TASK DESCRIPTION> Return the lines of material below exactly as they appear, starting at the line containing "the large station" and ending at the line containing "x=115 y=230", with both of those lines included.

** START **

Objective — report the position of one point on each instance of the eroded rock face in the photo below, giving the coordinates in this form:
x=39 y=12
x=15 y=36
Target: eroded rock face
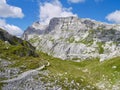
x=74 y=38
x=22 y=47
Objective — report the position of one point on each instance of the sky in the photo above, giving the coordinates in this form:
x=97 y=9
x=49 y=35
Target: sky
x=17 y=15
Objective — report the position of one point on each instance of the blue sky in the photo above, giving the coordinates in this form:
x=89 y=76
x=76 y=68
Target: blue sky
x=17 y=15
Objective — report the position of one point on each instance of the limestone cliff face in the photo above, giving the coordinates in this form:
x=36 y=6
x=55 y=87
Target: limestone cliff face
x=21 y=47
x=76 y=39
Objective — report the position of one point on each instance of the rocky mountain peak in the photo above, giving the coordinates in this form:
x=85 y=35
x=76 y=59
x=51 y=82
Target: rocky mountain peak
x=77 y=38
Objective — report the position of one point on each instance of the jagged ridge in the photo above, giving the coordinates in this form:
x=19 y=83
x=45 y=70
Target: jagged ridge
x=76 y=39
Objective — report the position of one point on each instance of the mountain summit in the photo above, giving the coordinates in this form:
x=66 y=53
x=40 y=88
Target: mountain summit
x=75 y=38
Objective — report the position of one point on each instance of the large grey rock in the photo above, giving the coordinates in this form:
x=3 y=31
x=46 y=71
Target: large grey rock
x=74 y=38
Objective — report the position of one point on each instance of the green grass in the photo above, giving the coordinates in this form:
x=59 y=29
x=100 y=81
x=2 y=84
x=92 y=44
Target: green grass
x=85 y=73
x=91 y=71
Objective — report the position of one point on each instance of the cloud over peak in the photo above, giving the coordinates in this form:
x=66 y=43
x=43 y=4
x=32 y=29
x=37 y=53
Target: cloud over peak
x=10 y=11
x=52 y=9
x=114 y=16
x=12 y=29
x=76 y=1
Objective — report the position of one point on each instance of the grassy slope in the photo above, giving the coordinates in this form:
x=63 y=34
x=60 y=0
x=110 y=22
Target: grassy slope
x=87 y=72
x=84 y=74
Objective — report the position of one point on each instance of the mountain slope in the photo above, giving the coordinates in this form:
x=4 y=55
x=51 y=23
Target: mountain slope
x=13 y=45
x=76 y=39
x=46 y=72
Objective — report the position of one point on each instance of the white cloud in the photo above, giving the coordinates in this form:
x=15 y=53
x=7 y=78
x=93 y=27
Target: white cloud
x=98 y=0
x=9 y=11
x=12 y=29
x=114 y=16
x=76 y=1
x=52 y=9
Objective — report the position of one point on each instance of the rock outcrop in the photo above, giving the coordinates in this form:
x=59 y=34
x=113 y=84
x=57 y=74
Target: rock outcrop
x=76 y=39
x=21 y=47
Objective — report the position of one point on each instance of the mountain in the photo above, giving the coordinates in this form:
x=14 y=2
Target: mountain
x=20 y=69
x=75 y=38
x=13 y=45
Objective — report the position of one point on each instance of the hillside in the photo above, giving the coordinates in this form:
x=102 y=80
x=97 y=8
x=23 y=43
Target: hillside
x=76 y=38
x=22 y=69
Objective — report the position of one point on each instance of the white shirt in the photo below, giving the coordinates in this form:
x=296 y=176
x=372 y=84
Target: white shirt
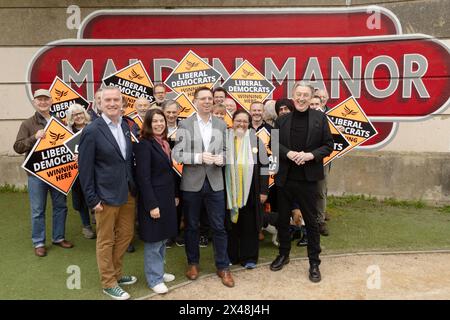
x=117 y=132
x=205 y=130
x=206 y=133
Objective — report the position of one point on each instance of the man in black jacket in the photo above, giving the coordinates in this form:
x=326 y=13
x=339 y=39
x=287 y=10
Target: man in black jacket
x=305 y=139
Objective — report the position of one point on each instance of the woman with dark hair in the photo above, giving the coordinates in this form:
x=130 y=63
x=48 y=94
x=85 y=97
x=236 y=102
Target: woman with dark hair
x=284 y=106
x=157 y=199
x=246 y=189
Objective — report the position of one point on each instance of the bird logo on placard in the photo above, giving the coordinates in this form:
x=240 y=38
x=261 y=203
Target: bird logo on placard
x=56 y=137
x=185 y=110
x=190 y=65
x=60 y=94
x=246 y=73
x=348 y=111
x=135 y=75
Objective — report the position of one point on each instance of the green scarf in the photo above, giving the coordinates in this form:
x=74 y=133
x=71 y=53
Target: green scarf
x=238 y=172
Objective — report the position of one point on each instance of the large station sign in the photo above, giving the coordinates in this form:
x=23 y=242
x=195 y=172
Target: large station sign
x=357 y=52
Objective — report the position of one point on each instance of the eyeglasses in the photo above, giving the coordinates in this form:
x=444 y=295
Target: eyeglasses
x=241 y=121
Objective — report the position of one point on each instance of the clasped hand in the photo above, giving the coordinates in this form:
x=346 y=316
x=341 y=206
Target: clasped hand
x=300 y=157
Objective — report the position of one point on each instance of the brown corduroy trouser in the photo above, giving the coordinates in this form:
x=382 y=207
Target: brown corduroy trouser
x=115 y=230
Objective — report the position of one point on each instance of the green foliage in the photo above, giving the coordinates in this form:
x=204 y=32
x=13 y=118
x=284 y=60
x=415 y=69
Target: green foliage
x=445 y=209
x=357 y=224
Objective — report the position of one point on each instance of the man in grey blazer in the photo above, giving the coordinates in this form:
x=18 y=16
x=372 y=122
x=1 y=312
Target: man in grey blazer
x=200 y=146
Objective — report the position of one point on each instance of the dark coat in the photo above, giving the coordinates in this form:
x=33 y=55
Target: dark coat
x=319 y=142
x=156 y=189
x=104 y=174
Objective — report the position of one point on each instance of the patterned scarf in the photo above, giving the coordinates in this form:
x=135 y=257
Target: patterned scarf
x=238 y=172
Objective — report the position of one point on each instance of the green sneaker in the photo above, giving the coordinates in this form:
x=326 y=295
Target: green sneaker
x=126 y=280
x=117 y=293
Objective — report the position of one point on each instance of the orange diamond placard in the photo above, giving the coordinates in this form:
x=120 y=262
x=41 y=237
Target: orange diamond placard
x=340 y=143
x=63 y=97
x=191 y=73
x=138 y=120
x=357 y=126
x=50 y=160
x=264 y=135
x=247 y=85
x=134 y=83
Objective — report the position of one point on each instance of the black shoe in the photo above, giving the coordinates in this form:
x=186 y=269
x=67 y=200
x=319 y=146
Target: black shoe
x=314 y=273
x=203 y=242
x=303 y=242
x=131 y=248
x=179 y=241
x=170 y=243
x=279 y=262
x=323 y=229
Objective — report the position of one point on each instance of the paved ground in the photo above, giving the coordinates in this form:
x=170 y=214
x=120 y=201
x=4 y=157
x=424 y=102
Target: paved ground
x=401 y=276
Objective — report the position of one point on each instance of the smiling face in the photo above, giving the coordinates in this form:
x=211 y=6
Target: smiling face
x=171 y=112
x=241 y=123
x=302 y=97
x=204 y=102
x=142 y=105
x=219 y=97
x=284 y=110
x=231 y=105
x=316 y=103
x=158 y=124
x=79 y=119
x=112 y=103
x=256 y=111
x=159 y=93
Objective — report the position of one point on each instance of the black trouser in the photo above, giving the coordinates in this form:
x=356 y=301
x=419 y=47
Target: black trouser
x=243 y=242
x=304 y=193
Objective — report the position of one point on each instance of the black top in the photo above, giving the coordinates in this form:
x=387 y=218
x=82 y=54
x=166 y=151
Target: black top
x=299 y=132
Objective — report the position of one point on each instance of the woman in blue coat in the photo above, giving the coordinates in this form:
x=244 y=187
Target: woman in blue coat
x=157 y=199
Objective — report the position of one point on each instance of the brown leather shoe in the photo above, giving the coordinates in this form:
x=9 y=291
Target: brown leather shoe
x=64 y=244
x=227 y=279
x=40 y=252
x=192 y=272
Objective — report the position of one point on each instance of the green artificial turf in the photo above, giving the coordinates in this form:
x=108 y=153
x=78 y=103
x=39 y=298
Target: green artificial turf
x=357 y=224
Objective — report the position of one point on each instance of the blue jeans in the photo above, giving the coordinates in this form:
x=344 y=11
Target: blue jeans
x=214 y=202
x=37 y=191
x=154 y=253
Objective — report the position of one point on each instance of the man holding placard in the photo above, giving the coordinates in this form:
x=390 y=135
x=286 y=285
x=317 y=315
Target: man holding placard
x=31 y=130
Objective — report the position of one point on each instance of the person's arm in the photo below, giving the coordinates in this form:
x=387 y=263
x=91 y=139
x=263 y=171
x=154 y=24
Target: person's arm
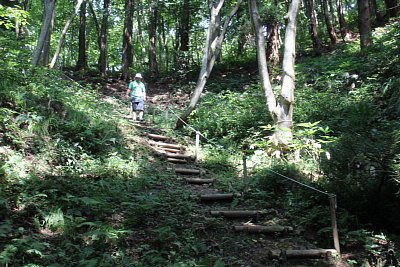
x=128 y=91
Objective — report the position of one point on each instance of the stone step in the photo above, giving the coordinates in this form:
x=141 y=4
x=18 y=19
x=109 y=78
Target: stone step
x=236 y=213
x=199 y=181
x=262 y=229
x=301 y=253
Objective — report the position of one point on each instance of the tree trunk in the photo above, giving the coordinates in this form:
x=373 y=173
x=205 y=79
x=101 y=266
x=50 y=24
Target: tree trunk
x=241 y=41
x=392 y=8
x=344 y=30
x=152 y=40
x=283 y=131
x=211 y=52
x=329 y=25
x=63 y=33
x=282 y=111
x=47 y=43
x=273 y=43
x=364 y=23
x=185 y=22
x=127 y=55
x=262 y=60
x=49 y=6
x=103 y=40
x=375 y=10
x=317 y=44
x=82 y=59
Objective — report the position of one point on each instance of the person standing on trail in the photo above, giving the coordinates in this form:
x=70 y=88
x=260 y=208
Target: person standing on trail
x=137 y=93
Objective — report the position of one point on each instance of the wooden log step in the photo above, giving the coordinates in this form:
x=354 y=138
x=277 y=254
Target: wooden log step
x=187 y=171
x=217 y=197
x=235 y=213
x=179 y=161
x=161 y=144
x=300 y=253
x=158 y=137
x=262 y=229
x=178 y=156
x=199 y=181
x=168 y=150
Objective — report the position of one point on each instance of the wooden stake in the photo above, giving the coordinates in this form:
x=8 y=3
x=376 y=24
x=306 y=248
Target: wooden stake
x=197 y=150
x=333 y=206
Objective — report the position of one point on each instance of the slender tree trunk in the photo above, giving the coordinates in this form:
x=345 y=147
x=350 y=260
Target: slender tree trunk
x=392 y=8
x=152 y=39
x=185 y=22
x=211 y=52
x=46 y=46
x=364 y=23
x=241 y=41
x=344 y=30
x=273 y=44
x=103 y=40
x=317 y=44
x=127 y=55
x=329 y=25
x=280 y=111
x=49 y=6
x=374 y=10
x=82 y=58
x=63 y=33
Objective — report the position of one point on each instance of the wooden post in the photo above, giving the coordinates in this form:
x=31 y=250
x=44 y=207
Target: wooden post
x=197 y=150
x=333 y=206
x=166 y=116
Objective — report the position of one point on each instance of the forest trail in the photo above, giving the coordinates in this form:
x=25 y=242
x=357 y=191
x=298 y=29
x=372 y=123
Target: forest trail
x=240 y=230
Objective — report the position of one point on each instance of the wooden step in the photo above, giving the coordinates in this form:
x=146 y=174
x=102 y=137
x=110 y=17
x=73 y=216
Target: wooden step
x=300 y=253
x=235 y=213
x=187 y=171
x=158 y=137
x=161 y=144
x=178 y=161
x=199 y=181
x=168 y=150
x=262 y=229
x=216 y=197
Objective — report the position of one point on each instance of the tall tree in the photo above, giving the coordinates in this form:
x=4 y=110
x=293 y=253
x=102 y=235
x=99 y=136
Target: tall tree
x=364 y=23
x=329 y=26
x=82 y=57
x=152 y=39
x=185 y=23
x=310 y=9
x=344 y=30
x=103 y=39
x=392 y=8
x=49 y=6
x=281 y=111
x=211 y=53
x=47 y=43
x=127 y=52
x=63 y=33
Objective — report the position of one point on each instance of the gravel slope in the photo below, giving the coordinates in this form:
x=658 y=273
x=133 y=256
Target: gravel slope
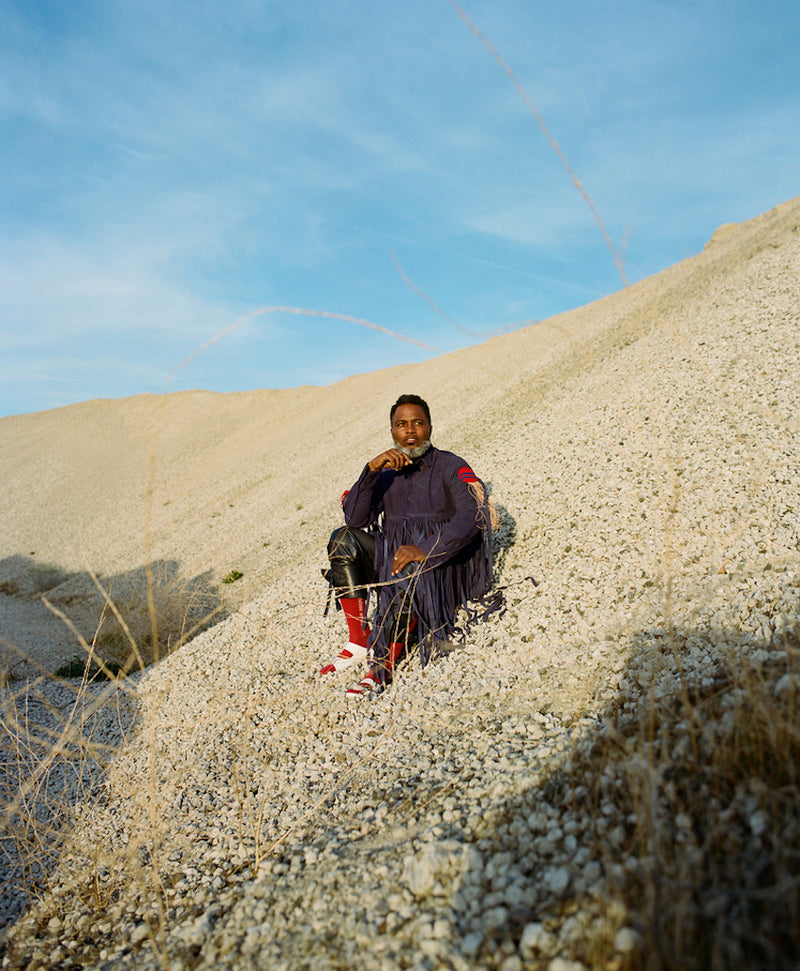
x=231 y=810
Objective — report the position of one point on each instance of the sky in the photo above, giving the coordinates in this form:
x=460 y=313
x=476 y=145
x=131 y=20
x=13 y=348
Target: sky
x=172 y=172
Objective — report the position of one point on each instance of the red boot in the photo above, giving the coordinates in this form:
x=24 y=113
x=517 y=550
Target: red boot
x=358 y=630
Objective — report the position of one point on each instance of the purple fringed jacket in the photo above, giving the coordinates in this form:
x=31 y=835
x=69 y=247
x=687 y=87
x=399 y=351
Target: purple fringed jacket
x=438 y=504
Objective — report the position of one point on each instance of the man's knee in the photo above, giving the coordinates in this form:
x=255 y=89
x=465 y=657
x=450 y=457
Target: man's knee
x=350 y=552
x=343 y=544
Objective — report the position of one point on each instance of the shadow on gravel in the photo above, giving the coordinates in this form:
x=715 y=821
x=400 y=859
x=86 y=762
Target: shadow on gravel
x=59 y=733
x=667 y=836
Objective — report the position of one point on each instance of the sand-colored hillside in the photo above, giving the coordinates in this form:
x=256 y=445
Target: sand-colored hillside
x=231 y=810
x=199 y=484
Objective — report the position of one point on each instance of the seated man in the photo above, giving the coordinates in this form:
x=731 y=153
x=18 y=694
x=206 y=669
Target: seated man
x=417 y=542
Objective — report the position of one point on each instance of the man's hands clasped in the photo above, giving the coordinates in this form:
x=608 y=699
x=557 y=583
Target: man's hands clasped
x=396 y=460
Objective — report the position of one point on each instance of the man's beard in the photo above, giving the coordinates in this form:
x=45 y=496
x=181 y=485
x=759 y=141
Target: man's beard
x=417 y=452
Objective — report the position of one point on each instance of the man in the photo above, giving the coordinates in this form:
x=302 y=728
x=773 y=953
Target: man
x=417 y=542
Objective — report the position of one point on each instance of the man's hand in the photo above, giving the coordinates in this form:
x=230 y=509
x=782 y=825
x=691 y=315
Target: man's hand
x=404 y=556
x=392 y=459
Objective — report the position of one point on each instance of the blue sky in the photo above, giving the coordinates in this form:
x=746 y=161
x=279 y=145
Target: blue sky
x=169 y=167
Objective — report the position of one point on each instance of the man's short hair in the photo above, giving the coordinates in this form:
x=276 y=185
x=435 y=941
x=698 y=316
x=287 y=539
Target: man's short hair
x=410 y=399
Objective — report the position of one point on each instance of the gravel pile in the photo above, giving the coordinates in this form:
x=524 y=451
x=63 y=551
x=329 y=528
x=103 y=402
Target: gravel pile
x=486 y=811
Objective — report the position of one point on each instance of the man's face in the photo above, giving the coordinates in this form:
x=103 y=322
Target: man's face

** END **

ANSWER FOR THIS EXERCISE>
Objective — report the position of one point on each instance of the large station sign in the photo above, giving the coordinates in this form:
x=23 y=242
x=195 y=172
Target: large station sign
x=357 y=52
Objective — report the position of one point on each instance of the eyeglasses in the photo above, giving the coordinates in this form:
x=444 y=295
Target: eyeglasses
x=241 y=121
Objective — report the position of one point on each instance of the clasped hand in the photo above, giving the coordinates in this form:
x=346 y=316
x=341 y=206
Target: clasped hand
x=300 y=157
Objective — report the position of one point on each instance of the brown corduroy trouser in the photo above, giving the coordinates in this form:
x=382 y=207
Target: brown corduroy trouser
x=115 y=230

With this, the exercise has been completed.